* What you are asked to do *
Continue the description of JIBC's exercise design and simulation training below, picking up after its final sentence.

* Provided passage *
=== Section Start ===
EMD’s Exercise Design Services

  • Build exercise design expertise within teams or organizations

  • Support in-house teams in the development and/or delivery of any type of exercise including seminars, workshops, table-tops, immersive simulations, drills, functional exercises or full-scale exercises

JIBC can develop and deliver a custom exercise for organizations, and design and provide an exercise using JIBC’s Praxis: Computer Assisted Simulation system.

JIBC’s Fire & Safety Division conducts extensive simulations at the Institute’s Maple Ridge campus. The campus is equipped with a burn building, ship mockup, hazmat warehouse and other resources to prepare students for situations they may face when responding to incidents with fire departments.  

In the burn building, students working in teams use attack lines, ladders, personal protective equipment and other tools to attack interior structure fires. Along with instruction from training officers, students using the burn building practice correct water application and suppression practices for bringing fires under control.

The ship mockup is used to train professionals entering the marine industry in techniques to fight fires aboard ships. Using the ship standpipe system, students enter a vessel replica that has various compartments found aboard a boat and practice shipboard firefighting techniques.  

In the hazmat warehouse, technicians spill coloured liquid or a powder-type product to simulate potentially hazardous material. Students enter the building wearing protective equipment to investigate and/or remediate the situation.

 

The School of Health, Community & Social Justice maximizes the use of simulations to help learners develop competence in leadership, conflict resolution and counselling for dynamic and complex situations. Through case and problem-based activities, role-play scenarios and technology-enabled simulation, our learners are immersed in real-world situations relevant to their professional practice.

Leadership

Students participate in a unique computer-based leadership simulation to apply core leadership skills to a real-time workplace scenario. This immersive learning experience hones skills in decision-making, teamwork, human resource management and crisis leadership, and can be immediately applied in the workplace.

Counselling & Community Safety

In courses specifically designed for counsellors, therapists and front-line workers in a variety of agencies, learners practice what they learn in the classroom by role-playing counselling techniques. This gives them the opportunity to experience exactly how the latest evidence-based skills used in contemporary counselling practice today can be implemented.
=== Section End ===
* Given entries *
=== Section Start ===
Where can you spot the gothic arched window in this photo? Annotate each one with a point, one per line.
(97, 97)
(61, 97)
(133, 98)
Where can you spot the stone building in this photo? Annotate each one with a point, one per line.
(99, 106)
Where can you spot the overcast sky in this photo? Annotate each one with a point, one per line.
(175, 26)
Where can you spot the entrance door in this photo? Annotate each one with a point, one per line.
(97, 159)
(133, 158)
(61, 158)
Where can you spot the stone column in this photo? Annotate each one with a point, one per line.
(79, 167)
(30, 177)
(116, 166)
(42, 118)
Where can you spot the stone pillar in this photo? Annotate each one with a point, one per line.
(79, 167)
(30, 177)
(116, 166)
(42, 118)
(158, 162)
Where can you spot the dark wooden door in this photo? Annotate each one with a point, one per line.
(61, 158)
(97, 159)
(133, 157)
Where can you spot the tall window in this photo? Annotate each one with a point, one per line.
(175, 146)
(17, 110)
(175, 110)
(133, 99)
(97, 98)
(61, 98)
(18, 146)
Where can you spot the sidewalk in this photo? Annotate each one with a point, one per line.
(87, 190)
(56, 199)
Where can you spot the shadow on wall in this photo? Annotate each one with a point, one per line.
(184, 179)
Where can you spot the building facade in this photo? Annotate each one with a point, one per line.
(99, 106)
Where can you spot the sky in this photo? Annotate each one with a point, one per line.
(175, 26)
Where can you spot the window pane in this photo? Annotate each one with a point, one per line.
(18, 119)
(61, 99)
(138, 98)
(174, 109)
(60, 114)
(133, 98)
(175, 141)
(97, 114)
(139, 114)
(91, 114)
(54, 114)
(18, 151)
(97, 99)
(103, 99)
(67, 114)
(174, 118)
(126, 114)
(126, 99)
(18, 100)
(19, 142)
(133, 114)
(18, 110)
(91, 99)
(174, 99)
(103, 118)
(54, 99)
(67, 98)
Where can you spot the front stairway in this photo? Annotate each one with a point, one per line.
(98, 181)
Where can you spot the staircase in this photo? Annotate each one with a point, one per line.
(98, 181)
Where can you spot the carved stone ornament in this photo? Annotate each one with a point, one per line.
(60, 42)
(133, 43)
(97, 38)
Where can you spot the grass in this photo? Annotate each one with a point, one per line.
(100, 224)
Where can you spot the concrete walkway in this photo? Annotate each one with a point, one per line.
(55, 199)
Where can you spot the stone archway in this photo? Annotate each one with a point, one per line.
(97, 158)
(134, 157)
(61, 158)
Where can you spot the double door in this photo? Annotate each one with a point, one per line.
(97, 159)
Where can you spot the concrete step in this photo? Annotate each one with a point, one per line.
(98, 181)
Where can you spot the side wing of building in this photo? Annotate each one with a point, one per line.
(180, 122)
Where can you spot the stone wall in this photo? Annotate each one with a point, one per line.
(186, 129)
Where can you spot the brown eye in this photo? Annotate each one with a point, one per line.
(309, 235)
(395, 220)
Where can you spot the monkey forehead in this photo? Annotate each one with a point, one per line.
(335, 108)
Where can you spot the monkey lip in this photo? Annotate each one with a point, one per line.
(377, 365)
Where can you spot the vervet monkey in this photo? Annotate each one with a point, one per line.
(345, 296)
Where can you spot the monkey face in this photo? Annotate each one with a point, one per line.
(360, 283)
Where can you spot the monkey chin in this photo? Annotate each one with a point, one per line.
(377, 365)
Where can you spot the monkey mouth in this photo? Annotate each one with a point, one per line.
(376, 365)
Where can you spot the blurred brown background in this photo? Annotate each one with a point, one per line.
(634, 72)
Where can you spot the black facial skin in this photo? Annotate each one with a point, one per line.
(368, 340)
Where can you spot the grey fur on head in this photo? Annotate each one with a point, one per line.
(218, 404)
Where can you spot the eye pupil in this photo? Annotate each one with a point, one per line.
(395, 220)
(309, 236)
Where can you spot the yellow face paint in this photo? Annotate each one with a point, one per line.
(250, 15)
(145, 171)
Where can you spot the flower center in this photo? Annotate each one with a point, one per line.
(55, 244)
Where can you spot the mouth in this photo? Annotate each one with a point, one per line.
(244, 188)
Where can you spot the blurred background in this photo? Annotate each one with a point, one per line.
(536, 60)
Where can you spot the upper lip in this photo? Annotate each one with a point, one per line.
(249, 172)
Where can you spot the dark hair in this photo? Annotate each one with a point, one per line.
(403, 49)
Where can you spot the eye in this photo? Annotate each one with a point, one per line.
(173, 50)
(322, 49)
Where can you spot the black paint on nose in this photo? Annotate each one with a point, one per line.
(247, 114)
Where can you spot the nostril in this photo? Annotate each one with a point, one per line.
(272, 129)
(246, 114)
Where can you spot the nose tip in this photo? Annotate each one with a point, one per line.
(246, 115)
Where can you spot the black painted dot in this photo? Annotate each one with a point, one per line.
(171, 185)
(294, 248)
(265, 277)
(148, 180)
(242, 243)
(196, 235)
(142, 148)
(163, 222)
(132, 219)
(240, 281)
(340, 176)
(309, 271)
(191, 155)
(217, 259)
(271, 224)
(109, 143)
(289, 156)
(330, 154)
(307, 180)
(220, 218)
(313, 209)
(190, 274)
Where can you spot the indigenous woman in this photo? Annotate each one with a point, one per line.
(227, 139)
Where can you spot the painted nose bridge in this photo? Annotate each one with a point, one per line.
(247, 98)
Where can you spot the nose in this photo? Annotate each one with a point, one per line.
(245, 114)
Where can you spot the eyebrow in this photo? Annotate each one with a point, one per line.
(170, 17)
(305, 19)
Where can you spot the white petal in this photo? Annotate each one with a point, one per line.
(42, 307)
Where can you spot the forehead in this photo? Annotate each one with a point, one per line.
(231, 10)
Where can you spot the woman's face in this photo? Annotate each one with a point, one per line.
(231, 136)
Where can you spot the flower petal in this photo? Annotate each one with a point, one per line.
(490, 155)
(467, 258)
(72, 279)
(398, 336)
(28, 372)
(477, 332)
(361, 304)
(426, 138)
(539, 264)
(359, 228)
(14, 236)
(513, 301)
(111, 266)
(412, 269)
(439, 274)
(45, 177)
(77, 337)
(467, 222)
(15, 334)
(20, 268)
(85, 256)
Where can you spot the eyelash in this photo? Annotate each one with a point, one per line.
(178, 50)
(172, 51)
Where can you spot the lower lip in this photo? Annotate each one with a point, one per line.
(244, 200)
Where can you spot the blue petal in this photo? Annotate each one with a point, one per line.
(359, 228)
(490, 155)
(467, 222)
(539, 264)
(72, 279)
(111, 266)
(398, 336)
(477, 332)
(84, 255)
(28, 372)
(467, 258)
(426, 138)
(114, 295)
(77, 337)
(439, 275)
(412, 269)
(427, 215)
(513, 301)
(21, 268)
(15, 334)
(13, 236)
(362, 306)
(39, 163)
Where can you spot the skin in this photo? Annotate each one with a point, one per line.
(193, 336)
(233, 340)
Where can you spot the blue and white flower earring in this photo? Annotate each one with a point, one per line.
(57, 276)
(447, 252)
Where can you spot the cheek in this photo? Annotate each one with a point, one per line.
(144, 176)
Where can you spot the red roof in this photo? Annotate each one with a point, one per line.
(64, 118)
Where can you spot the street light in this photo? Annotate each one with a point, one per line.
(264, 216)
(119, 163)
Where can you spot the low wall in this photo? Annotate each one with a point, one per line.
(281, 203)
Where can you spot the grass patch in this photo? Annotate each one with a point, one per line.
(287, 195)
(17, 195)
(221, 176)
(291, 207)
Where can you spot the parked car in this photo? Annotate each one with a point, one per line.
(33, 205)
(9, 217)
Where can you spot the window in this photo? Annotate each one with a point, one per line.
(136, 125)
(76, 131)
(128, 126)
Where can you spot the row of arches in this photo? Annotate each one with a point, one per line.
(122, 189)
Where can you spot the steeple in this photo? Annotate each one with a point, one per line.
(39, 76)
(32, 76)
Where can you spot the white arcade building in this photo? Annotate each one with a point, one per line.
=== Section End ===
* Reply *
In courses for community safety professionals such as bylaw officers, a variety of simulation methods are used to reflect the situations they will encounter in their daily work setting.

Conflict Resolution

Simulation in conflict resolution programs and courses is primarily based on role-playing engagement in conflict scenarios. Learners participate in scenario-based conflict situations to practice their skills, approaches and processes in small, facilitated groups.

They receive individualized feedback from professional coaches who help learners reflect on their experience both during and after the simulation. Coaches also provide feedback on learners’ areas of strength and areas for improvement.

From segmented calls to the use of high-fidelity mannequins to full interprofessional and interdisciplinary exercises, the School embraces simulation learning.  

 

Simulation curriculum
  • Segmented calls (using a portion of a response to focus on a specific skill set)

  • Role-play (using actors to practice assessment and treatment)

  • Full calls (practicing dispatch, assessment, treatment and transportation of a patient to a care facility)

  • High-fidelity simulations (using mannequins for low-incidence, high-risk scenarios)

  • Full-scale exercises (conducting simulations in conjunction with other health professionals and public safety sector organizations to enrich wide-scale incident training)

In their feedback, students give high ratings to our simulation-based education and training due to the quality of the learning and the expertise of our faculty.